_Work to be completed:_ Scan the entries and copy each line where the word "below" is present.

_Records to process:_
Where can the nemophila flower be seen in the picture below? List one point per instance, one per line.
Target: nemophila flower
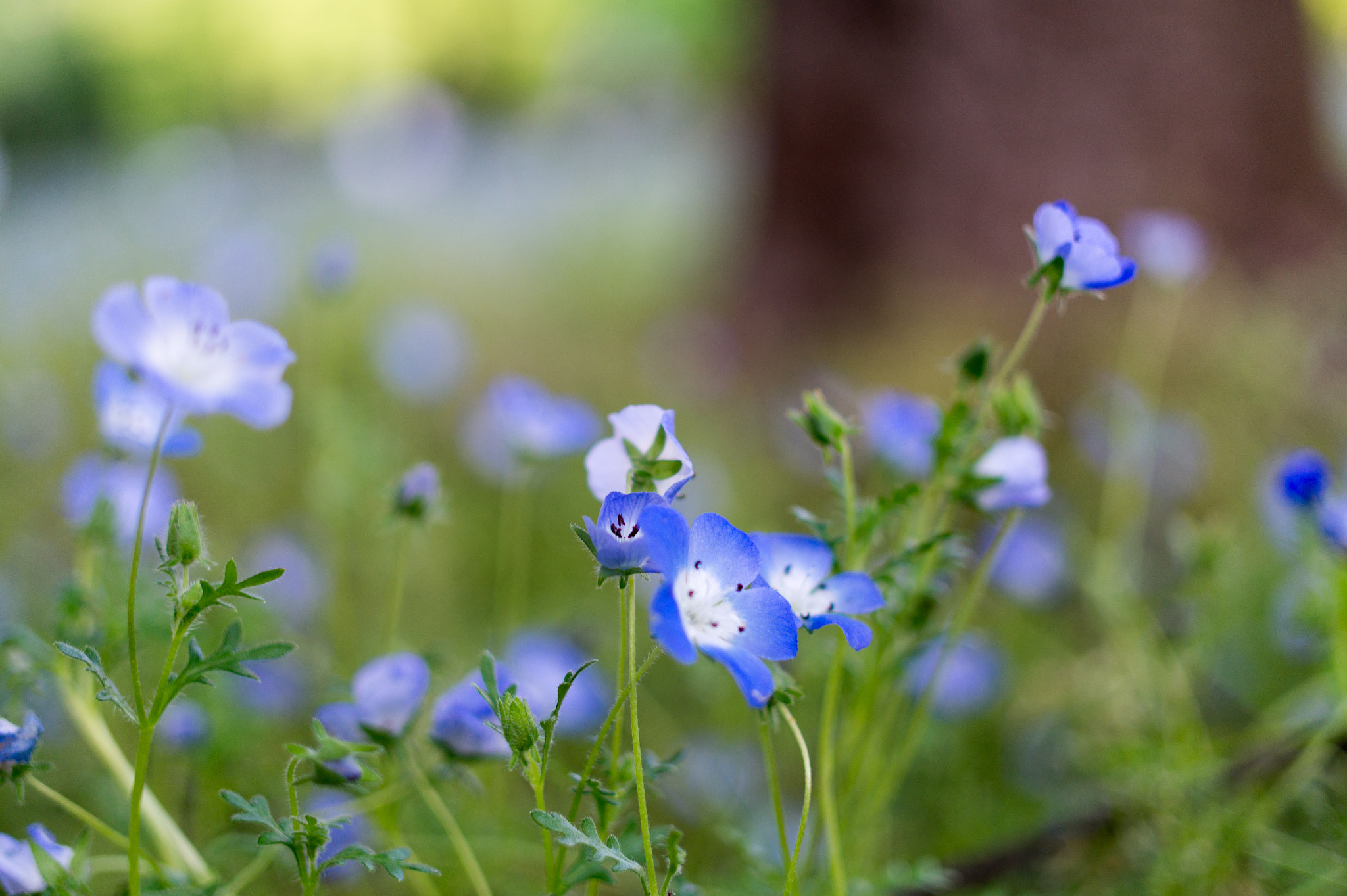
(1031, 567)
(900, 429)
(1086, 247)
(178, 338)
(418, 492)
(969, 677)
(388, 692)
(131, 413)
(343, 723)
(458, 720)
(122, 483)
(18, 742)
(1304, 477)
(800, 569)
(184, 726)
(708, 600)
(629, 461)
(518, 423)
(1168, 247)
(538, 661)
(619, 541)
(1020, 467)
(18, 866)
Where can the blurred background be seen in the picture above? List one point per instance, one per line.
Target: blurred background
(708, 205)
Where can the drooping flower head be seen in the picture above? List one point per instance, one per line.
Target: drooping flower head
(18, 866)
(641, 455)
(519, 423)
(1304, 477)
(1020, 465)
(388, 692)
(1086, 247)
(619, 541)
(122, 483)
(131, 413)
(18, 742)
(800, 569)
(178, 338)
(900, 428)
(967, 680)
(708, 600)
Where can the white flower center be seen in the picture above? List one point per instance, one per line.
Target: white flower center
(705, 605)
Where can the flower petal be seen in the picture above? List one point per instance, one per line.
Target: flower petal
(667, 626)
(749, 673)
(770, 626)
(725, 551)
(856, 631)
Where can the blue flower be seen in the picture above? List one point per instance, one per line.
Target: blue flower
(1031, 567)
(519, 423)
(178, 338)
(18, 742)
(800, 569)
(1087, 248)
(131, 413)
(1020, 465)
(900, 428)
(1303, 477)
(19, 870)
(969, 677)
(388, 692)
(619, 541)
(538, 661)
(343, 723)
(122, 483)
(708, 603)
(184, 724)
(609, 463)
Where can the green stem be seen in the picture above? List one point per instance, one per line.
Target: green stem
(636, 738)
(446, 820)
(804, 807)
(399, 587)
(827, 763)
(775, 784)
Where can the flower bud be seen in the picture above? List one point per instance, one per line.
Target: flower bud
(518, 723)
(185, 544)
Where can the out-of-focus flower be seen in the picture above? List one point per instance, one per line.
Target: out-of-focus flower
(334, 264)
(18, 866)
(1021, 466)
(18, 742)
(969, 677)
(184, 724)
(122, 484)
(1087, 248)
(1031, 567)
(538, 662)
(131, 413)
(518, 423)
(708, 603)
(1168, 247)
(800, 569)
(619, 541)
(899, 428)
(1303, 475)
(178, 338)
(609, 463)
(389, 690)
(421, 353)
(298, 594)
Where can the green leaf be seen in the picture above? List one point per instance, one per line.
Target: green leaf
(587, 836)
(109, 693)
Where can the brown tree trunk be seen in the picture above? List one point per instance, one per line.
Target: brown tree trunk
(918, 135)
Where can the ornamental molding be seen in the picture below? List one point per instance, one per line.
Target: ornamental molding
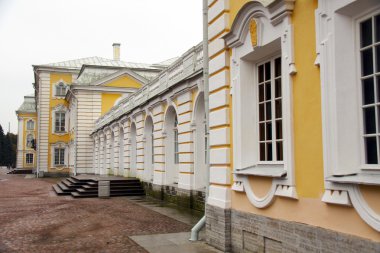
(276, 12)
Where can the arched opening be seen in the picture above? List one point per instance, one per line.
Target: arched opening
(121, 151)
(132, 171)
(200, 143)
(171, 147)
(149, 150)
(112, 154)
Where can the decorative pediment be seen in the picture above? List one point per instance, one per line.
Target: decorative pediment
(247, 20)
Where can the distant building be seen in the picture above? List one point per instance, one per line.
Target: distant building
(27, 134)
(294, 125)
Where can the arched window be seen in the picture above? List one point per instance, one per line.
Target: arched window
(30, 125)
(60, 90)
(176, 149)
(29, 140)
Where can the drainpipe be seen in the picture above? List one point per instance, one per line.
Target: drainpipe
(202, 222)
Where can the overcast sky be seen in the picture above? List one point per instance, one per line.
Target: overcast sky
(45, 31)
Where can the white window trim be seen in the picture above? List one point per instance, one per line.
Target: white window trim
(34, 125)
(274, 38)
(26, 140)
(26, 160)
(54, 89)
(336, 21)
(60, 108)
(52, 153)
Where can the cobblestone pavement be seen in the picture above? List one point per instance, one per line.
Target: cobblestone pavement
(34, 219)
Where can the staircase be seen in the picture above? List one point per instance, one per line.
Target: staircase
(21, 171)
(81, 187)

_Solution for this task:_
Where can the nemophila flower be seen in the picture below? List one point per instance, one per line.
Where can the ornamental molding be seen in the picture below? List one point per instance, one per line.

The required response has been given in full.